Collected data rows
%%

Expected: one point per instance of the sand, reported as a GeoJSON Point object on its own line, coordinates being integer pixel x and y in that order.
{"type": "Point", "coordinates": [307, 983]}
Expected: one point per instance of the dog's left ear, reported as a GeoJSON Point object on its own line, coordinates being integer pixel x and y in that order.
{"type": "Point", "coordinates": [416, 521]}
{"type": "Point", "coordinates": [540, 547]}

%%

## What is asked
Copy out every row above word for word, with nothing changed.

## Finished answer
Expected: one point per instance of the sand, reported as a GeoJSON Point object on its own line, coordinates being integer pixel x and y in that order.
{"type": "Point", "coordinates": [307, 983]}
Expected: one point per instance of the dog's left ear, reported as a GeoJSON Point object on its own line, coordinates being integer pixel x and y in that order.
{"type": "Point", "coordinates": [416, 521]}
{"type": "Point", "coordinates": [540, 547]}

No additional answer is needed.